→ Consigna
Devuelve sin ningún cambio el tramo del fragmento sobre el huerto del Edén que comienza en las palabras "Para entender el" y termina después de "su plan eterno.".

→ Fragmento del documento
Los propósitos de Dios para el creyente sólo se logran por la operación subjetiva de la cruz.
Para entender el lugar y la importancia que tiene la cruz en el caminar del creyente debemos remontarnos al huerto del Edén.
El problema del huerto
Como sabemos, Adán fue creado un “alma viviente”, con un espíritu dentro de sí para comunicarse con Dios, y con un cuerpo para comunicarse con el mundo material. Adán vino a ser así un ser consciente de Dios, consciente de sí mismo, y de lo que lo rodeaba en el universo visible.
Todo estaba perfecto allí en el Edén. Adán lo era, y la creación también. Sin embargo, Dios no sólo quería tener una raza de hombres procedentes de esta raíz, sino que tenía en mente impartir su vida divina en cada uno de ellos. Hombres así estarían en condiciones de hacer su obra, es decir, derrocar a Satanás, el usurpador, y llevar a cabo su plan eterno.
El árbol de vida en el huerto simbolizaba ese propósito de Dios: tener a los hombres en íntima comunión con Él, unidos por Su misma vida. Pero sabemos que el camino elegido por Adán –en complicidad con Satanás– fue muy distinto: eligió un camino que le inhabilitaría para cumplir el propósito de Dios.
Al tomar del fruto del árbol del conocimiento, Adán y Eva “conocieron …” (Gén.3:7). Pero ese conocimiento procedía del árbol incorrecto, por tanto, su origen era, de partida, defectuoso. En vez de alimentar su espíritu para una perfecta comunión con Dios y para cumplir con Su propósito, ellos alimentaron su alma, con lo cual ésta vino a desarrollarse excesivamente.
Quedaron afectadas las emociones, porque el fruto fue agradable a sus ojos; la mente con su facultad de razonamiento experimentó un desarrollo, porque se hizo sabio; y su voluntad se fortaleció igualmente para tomar de ahí en adelante decisiones por sí mismo. De ahí en más, el hombre no fue sólo un “alma viviente”, sino que viviría por su alma, la cual ocuparía el lugar del espíritu como impulsor de su vida.
El problema no es que el hombre tenga alma, o que haga uso de su alma –en verdad es imposible que pueda vivir sin ella, porque él es un alma viviente–, sino que el problema es el vivir del alma. Remediar esto no significa eliminar el alma para convertirnos en personas abúlicas e insensibles, sino que es mantenerla en sujeción al espíritu, dentro de los estrechos límites diseñados por Dios para ella. El problema del alma no es que ella exista y obre, sino que es su crecimiento desmesurado y su protagonismo ególatra.
La obra de Dios en el creyente consiste en dos cosas: él desea que vivamos por la vida de su Hijo –el Árbol de la vida desechado por nuestros primeros padres– y que la fuente de nuestra alma sea restringida.

→ Entradas proporcionadas

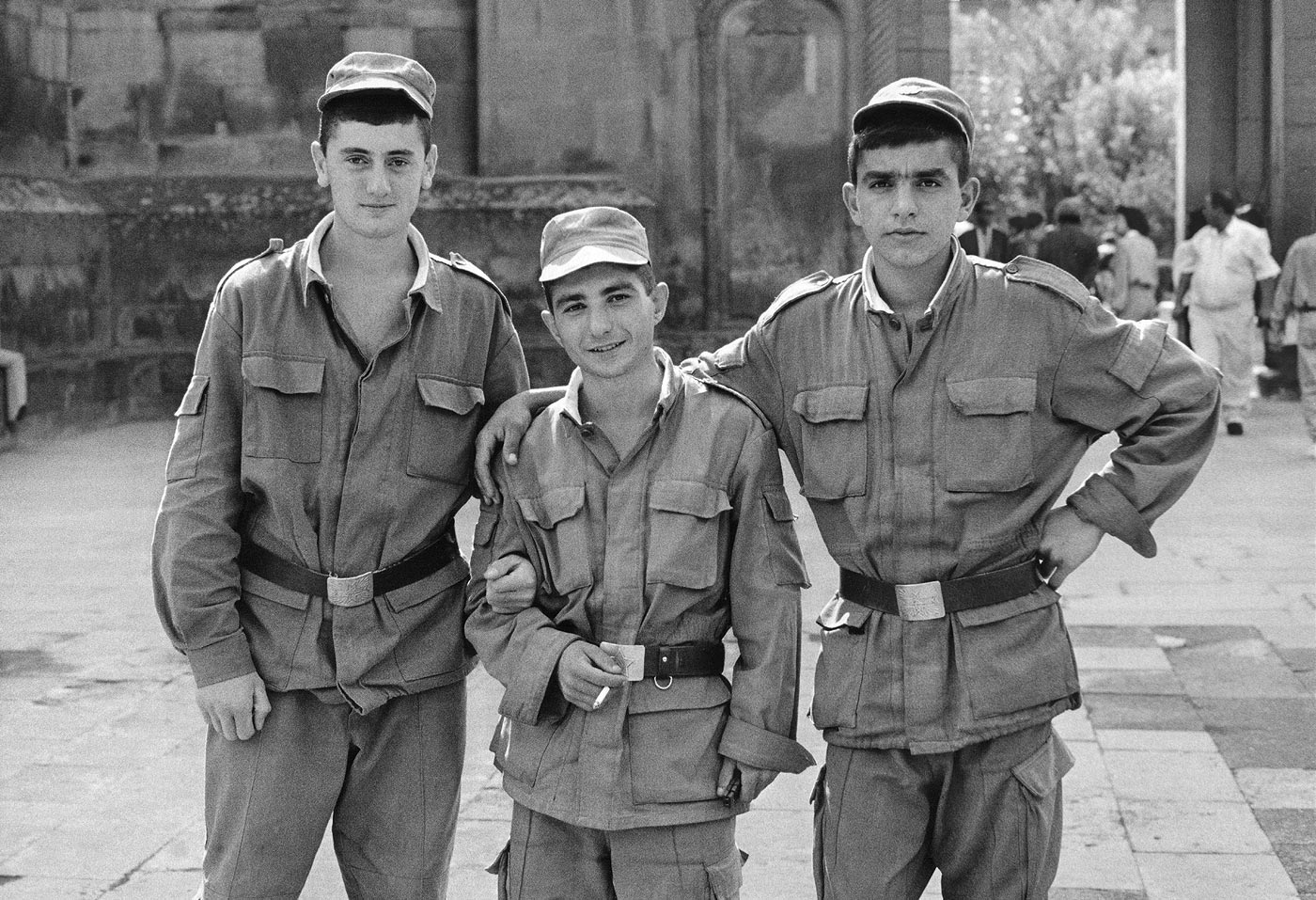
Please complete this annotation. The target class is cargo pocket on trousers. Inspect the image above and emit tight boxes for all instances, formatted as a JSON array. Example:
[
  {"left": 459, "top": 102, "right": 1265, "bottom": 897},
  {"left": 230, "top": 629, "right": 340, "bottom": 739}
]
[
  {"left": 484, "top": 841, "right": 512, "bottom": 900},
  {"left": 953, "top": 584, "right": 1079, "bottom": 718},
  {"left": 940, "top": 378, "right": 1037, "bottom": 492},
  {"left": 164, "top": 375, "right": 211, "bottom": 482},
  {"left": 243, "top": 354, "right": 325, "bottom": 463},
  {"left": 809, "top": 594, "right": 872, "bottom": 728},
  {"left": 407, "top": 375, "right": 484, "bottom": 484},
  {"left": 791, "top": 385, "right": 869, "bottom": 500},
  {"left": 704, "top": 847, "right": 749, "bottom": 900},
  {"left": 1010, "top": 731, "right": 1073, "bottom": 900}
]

--

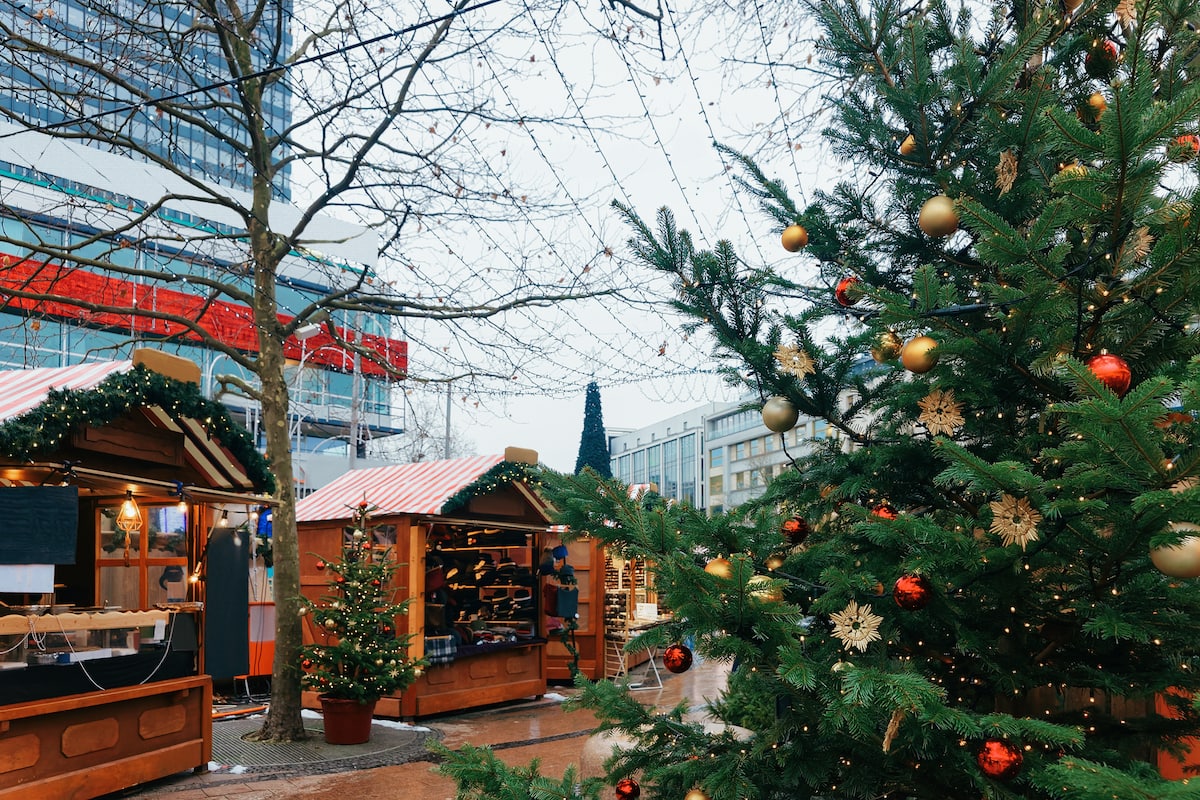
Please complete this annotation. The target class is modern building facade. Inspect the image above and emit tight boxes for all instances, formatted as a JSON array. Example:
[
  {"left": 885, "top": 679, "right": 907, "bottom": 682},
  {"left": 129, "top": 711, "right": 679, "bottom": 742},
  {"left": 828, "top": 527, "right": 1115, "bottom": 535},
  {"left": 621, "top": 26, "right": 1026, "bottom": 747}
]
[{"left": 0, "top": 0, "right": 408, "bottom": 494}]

→ Solución escrita
Para entender el lugar y la importancia que tiene la cruz en el caminar del creyente debemos remontarnos al huerto del Edén.
El problema del huerto
Como sabemos, Adán fue creado un “alma viviente”, con un espíritu dentro de sí para comunicarse con Dios, y con un cuerpo para comunicarse con el mundo material. Adán vino a ser así un ser consciente de Dios, consciente de sí mismo, y de lo que lo rodeaba en el universo visible.
Todo estaba perfecto allí en el Edén. Adán lo era, y la creación también. Sin embargo, Dios no sólo quería tener una raza de hombres procedentes de esta raíz, sino que tenía en mente impartir su vida divina en cada uno de ellos. Hombres así estarían en condiciones de hacer su obra, es decir, derrocar a Satanás, el usurpador, y llevar a cabo su plan eterno.